**** PAGE EXTRACT

The 6 of 100 figure above is a single number describing very different patients. Some are much higher. Some are much lower.
The next steps walk through how the number changes by patient profile.
When the patient is younger or generally healthy, the cardiac arrest is witnessed by medical staff, and the initial rhythm is shockable (ventricular fibrillation or pulseless VT), survival to discharge can reach 40–50%.
In this best-case scenario, about 25 of 100 return to a life close to what they had before.
For patients aged 65 or older with no significant chronic disease, about 17 of 100 survive to leave the hospital, and about 7 of 100 achieve a good outcome at one year.
For patients with advanced COPD, congestive heart failure, chronic kidney disease, or cirrhosis, about 12 of 100 survive to discharge — but only about 2 of 100 are alive, at home, and not readmitted at one year.
The survival number falls less than the good-outcome number, because many survivors are discharged to nursing facilities rather than home.
For patients with metastatic cancer, advanced dementia, or significant frailty (Clinical Frailty Scale ≥6 — a 9-point scale where 6 indicates moderate frailty and dependence for many activities), survival to discharge falls to roughly 3–8%.
Good outcome at one year is 1 of 100 or fewer. Some single-center studies of frail patients found no survivors at all.
Cardiac arrest in a nursing home has different characteristics: longer time to defibrillation, lower rate of shockable rhythms, often unwitnessed. Survival to discharge is approximately 2 of 100.
Among the few who do survive, most return to their previous functional status. That baseline, however, is often already significantly impaired.
These figures are population averages with wide confidence intervals. Most come from voluntary registries (Get With The Guidelines–Resuscitation covers about 600 of 6,100 US hospitals), and definitions of "good outcome" vary across studies.
Validated bedside tools exist — the Clinical Frailty Scale is the most widely used, plus GO-FAR and CASPRI. They have real limits: GO-FAR's C-statistic of 0.78 means roughly 1 in 5 patients is misclassified, the risk categories are wide, and most clinicians don't compute them at the bedside.
The most reliable approach is asking your medical team to talk through your specific situation directly.
Your number depends on age, conditions, and circumstances. The most useful question for your medical team is: for someone with my situation specifically, what are the realistic outcomes?

********
**** ENTRIES SHOWN

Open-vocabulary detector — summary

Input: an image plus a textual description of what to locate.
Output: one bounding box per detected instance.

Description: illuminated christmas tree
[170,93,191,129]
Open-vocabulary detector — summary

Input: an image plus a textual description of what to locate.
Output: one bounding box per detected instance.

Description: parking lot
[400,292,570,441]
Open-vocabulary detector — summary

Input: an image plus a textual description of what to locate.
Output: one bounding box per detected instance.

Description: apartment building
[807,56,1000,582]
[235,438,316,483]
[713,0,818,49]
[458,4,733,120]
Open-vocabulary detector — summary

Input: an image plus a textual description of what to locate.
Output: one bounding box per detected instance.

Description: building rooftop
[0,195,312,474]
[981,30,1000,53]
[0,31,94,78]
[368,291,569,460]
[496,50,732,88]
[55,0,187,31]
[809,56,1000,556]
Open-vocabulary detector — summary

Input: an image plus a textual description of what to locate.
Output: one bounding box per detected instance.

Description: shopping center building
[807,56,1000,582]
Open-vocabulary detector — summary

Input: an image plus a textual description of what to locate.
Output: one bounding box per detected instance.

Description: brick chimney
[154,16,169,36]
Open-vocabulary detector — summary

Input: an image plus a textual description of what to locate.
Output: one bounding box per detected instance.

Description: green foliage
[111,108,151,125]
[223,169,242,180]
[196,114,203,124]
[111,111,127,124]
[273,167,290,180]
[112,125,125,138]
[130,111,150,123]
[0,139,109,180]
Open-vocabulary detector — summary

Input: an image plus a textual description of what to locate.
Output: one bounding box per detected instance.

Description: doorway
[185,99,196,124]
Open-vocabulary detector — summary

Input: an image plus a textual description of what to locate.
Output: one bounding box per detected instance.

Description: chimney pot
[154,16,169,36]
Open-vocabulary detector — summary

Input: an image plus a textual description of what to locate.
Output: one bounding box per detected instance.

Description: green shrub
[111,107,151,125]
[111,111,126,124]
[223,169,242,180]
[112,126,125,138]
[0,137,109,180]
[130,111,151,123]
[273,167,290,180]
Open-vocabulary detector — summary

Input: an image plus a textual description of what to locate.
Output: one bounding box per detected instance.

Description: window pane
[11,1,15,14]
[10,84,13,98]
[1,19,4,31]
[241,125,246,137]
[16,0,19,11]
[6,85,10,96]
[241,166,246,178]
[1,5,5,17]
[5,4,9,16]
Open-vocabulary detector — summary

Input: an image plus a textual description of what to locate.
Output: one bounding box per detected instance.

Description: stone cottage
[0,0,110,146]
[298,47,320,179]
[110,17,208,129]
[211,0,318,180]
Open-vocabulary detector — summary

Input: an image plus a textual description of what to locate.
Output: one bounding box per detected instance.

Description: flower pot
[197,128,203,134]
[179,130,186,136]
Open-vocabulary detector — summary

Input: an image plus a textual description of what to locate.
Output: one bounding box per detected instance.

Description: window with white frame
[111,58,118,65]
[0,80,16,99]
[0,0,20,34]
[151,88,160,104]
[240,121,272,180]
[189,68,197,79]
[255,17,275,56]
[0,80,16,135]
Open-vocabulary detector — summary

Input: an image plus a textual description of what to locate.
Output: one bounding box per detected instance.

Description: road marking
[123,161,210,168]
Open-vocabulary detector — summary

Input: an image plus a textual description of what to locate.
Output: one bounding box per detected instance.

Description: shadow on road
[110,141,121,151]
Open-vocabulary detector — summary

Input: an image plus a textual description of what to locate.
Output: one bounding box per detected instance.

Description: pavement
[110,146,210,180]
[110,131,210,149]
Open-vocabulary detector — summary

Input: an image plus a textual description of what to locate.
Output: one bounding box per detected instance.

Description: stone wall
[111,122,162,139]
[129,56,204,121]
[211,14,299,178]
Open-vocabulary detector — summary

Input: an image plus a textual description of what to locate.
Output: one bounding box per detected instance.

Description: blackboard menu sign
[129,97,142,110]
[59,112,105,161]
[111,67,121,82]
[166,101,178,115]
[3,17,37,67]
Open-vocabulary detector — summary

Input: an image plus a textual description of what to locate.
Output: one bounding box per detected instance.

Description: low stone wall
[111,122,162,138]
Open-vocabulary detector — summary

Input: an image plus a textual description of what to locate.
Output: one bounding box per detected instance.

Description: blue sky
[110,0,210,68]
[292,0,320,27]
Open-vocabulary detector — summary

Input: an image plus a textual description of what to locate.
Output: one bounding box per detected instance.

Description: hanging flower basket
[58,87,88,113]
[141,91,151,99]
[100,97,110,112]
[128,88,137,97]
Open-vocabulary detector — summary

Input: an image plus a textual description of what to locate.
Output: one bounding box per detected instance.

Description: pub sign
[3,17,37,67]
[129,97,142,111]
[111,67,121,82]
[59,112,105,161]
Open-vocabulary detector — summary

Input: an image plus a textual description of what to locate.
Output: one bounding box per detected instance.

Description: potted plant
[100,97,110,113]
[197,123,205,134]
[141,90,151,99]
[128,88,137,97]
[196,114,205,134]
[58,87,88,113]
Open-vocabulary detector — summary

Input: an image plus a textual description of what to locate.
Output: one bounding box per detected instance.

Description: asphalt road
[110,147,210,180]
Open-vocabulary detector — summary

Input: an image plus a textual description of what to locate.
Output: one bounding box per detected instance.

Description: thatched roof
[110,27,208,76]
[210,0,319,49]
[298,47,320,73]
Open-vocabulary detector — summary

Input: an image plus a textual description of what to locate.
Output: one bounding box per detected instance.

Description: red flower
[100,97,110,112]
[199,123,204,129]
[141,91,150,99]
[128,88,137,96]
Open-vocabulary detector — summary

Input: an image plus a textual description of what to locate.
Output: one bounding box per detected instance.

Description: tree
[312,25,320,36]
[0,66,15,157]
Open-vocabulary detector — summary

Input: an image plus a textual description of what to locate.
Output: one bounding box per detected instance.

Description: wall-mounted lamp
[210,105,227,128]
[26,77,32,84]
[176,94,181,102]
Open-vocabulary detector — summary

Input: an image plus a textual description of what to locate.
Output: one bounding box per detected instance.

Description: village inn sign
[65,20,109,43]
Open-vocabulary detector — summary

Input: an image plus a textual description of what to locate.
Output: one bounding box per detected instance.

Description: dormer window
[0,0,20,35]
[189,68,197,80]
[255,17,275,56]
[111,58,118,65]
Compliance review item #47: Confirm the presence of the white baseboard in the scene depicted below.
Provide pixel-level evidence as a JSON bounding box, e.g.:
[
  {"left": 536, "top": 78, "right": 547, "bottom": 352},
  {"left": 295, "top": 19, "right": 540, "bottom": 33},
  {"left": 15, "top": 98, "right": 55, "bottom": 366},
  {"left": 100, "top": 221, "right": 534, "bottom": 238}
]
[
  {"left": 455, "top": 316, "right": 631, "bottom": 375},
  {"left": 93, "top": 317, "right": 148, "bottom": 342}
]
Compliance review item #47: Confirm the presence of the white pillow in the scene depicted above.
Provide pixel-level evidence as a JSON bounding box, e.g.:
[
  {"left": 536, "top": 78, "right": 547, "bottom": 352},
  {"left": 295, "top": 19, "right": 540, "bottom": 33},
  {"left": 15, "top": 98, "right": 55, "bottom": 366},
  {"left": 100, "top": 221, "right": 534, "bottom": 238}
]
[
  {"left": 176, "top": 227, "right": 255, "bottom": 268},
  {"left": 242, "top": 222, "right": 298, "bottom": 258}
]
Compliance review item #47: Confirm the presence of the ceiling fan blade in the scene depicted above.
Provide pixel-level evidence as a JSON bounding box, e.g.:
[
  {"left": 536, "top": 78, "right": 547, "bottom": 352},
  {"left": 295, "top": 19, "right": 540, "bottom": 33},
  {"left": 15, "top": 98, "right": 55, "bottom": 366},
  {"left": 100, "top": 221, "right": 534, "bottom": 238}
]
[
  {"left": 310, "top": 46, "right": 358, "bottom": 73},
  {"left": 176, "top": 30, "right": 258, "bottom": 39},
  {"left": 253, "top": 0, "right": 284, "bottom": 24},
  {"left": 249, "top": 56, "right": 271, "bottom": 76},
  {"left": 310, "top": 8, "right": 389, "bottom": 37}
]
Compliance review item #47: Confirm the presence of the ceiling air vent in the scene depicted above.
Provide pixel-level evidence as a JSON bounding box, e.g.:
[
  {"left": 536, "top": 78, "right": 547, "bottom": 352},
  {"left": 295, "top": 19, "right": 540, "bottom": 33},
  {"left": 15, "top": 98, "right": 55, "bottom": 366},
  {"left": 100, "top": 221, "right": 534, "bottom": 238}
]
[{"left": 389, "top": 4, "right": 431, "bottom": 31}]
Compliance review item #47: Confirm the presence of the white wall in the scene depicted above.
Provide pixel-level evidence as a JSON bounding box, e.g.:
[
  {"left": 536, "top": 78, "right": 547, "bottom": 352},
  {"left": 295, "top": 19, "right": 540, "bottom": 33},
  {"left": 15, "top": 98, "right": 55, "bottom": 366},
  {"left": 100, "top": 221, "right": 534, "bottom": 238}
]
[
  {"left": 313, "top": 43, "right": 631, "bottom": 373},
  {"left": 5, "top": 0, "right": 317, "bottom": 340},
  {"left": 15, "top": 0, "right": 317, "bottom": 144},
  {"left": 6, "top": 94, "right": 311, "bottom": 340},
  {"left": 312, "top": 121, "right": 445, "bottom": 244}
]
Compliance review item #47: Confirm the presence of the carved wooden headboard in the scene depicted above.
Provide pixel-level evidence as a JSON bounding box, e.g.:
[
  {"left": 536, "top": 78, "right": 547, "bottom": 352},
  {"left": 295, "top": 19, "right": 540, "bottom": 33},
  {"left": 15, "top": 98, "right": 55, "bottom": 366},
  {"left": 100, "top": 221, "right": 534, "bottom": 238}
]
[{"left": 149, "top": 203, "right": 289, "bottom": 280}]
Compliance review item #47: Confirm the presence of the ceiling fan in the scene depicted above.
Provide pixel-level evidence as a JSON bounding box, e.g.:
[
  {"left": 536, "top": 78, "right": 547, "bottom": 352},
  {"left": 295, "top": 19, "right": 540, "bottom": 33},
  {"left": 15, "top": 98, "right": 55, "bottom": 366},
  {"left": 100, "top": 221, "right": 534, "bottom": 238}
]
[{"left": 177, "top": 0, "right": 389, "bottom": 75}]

********

* _WORK INSTRUCTIONS_
Reproduce everything in the passage on cardiac arrest survival from "Among the few" down to "specific situation directly.", switching "bedside" to "point-of-care".

* _OUTPUT FOR THIS TASK_
Among the few who do survive, most return to their previous functional status. That baseline, however, is often already significantly impaired.
These figures are population averages with wide confidence intervals. Most come from voluntary registries (Get With The Guidelines–Resuscitation covers about 600 of 6,100 US hospitals), and definitions of "good outcome" vary across studies.
Validated point-of-care tools exist — the Clinical Frailty Scale is the most widely used, plus GO-FAR and CASPRI. They have real limits: GO-FAR's C-statistic of 0.78 means roughly 1 in 5 patients is misclassified, the risk categories are wide, and most clinicians don't compute them at the point-of-care.
The most reliable approach is asking your medical team to talk through your specific situation directly.